Provided material:

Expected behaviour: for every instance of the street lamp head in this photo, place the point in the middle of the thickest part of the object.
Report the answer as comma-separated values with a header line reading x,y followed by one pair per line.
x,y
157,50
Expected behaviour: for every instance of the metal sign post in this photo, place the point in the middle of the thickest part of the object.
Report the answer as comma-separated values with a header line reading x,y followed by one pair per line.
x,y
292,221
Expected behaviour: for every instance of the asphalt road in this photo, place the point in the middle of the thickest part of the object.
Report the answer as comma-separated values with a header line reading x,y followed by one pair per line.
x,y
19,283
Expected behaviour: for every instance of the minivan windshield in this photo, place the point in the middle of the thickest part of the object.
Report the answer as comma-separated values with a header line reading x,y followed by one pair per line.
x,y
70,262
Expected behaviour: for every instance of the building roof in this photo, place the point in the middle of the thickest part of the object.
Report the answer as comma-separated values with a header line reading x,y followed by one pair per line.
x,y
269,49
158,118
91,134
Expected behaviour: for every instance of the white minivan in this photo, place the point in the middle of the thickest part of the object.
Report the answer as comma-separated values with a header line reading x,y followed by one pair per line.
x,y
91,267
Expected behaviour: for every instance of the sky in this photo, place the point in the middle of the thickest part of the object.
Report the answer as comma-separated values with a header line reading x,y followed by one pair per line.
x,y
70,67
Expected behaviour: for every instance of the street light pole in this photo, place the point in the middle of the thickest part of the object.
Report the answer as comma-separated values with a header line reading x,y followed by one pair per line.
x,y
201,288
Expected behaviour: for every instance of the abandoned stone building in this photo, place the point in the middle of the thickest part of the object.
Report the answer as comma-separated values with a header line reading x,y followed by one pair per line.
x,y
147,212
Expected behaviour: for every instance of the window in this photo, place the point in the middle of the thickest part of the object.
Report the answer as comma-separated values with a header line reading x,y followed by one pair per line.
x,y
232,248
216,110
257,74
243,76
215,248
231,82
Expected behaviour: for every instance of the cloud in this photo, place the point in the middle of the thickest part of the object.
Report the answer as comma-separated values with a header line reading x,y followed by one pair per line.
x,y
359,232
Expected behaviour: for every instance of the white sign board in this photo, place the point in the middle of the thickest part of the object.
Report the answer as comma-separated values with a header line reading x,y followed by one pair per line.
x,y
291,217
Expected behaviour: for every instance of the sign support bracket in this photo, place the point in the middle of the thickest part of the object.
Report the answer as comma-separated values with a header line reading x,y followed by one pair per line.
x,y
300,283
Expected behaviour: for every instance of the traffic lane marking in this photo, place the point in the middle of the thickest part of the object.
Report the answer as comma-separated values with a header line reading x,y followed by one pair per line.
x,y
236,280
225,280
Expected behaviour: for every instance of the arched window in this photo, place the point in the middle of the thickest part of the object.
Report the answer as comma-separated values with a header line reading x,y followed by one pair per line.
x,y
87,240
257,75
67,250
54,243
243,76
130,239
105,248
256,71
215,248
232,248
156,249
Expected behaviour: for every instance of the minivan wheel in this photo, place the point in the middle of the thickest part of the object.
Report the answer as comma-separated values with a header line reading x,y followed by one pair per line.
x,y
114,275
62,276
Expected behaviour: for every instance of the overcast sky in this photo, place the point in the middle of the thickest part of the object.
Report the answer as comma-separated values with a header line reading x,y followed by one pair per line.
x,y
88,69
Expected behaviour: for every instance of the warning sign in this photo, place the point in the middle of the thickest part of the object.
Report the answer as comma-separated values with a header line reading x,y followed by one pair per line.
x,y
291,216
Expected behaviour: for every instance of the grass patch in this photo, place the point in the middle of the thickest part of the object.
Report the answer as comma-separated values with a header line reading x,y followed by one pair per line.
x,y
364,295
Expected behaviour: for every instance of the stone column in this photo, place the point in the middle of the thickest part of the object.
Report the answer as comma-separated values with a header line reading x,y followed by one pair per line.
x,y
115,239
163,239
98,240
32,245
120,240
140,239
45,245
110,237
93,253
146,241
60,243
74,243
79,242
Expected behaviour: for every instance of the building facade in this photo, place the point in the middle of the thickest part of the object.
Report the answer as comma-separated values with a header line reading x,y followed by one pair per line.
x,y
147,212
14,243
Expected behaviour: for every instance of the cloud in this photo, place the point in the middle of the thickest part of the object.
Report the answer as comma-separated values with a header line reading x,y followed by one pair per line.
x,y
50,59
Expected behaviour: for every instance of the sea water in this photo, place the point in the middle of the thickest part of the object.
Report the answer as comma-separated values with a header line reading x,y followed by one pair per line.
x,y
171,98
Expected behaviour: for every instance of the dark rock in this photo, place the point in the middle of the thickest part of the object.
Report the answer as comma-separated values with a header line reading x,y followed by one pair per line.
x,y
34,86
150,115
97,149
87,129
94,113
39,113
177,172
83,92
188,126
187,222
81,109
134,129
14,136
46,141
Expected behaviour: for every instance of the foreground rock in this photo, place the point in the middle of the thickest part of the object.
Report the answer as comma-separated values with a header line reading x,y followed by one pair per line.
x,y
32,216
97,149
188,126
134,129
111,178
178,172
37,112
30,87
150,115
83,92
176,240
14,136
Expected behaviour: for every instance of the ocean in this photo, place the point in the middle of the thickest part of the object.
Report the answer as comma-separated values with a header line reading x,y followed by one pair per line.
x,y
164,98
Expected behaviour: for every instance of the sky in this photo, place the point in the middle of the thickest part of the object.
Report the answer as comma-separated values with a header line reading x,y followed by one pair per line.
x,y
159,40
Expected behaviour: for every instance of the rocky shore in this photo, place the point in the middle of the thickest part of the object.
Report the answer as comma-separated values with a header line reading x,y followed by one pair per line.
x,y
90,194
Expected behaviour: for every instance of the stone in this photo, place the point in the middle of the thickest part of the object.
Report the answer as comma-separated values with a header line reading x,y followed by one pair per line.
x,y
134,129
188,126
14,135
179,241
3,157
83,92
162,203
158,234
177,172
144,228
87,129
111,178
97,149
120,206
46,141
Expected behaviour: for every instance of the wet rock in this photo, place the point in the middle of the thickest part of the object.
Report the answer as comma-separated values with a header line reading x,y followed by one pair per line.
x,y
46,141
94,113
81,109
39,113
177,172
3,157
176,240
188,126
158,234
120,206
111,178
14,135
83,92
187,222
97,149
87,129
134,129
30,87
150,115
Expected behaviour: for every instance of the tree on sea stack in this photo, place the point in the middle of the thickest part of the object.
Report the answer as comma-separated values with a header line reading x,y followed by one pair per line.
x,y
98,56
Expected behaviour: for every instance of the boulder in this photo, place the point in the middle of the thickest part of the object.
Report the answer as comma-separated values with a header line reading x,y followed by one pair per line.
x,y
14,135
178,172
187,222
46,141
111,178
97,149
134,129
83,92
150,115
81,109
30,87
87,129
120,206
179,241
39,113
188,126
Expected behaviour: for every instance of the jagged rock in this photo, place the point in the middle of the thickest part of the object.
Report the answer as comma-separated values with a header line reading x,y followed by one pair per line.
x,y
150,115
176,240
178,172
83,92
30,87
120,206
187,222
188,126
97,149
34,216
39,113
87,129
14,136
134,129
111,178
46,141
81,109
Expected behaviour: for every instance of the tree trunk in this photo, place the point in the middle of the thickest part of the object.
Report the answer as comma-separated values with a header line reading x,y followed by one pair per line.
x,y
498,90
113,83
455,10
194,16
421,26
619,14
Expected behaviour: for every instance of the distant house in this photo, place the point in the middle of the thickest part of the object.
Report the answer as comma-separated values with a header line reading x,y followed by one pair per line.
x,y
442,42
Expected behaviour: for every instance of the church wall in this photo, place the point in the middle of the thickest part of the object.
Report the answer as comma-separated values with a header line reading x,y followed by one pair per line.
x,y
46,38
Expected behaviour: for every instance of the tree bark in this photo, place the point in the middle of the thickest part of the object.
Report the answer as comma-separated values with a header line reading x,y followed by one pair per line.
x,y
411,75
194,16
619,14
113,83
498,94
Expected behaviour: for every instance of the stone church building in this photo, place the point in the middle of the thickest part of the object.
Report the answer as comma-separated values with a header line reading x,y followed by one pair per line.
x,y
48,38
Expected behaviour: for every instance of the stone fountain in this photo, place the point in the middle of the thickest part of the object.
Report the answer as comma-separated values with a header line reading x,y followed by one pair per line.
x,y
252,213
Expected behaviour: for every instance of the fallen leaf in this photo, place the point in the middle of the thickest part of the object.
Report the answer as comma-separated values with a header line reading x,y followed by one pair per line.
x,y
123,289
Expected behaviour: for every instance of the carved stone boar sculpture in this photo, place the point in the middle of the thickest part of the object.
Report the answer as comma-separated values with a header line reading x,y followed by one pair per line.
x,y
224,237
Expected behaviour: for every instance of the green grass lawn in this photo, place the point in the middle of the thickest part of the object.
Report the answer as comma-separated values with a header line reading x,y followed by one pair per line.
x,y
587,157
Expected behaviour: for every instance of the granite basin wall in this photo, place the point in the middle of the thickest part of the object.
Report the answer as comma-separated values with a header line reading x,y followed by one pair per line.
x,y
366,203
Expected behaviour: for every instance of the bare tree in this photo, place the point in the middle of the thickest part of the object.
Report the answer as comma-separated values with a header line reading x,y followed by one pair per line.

Brief:
Nothing but the lines from the one with "Expected behaviour: for every instance of the fallen" through the last line should be repeated, each exactly as it stands.

Task solution:
Expected behaviour: for every instance of the fallen leaf in this photo, place the point in the middle of the thickest part of the object.
Report the answer as comma-separated values with a header line reading x,y followed by one pair per line.
x,y
123,289
Expected behaviour: for every instance of the carved stone boar sculpture in this photo, place the point in the middle of the thickest part of the object.
Report the answer as comma-separated values with a header line reading x,y followed by one pair per line.
x,y
224,237
Expected behaviour: for every instance of the green grass lawn in this photo, place the point in the middle of the thickest part of the object.
Report the answer as comma-separated values with a header line reading x,y followed by one pair per line.
x,y
587,157
Expected behaviour: for every instance of the granite basin wall in this photo, place the point in the middle of the thickest part of the object.
Report the answer as comma-separated values with a header line reading x,y followed by one pair per line.
x,y
366,203
Expected behaviour: for every instance of the bare tree in this photo, place the point in the middle of the thickest part of the object.
Report the answer as comma-separated values with a header line reading x,y followed by one pair per line.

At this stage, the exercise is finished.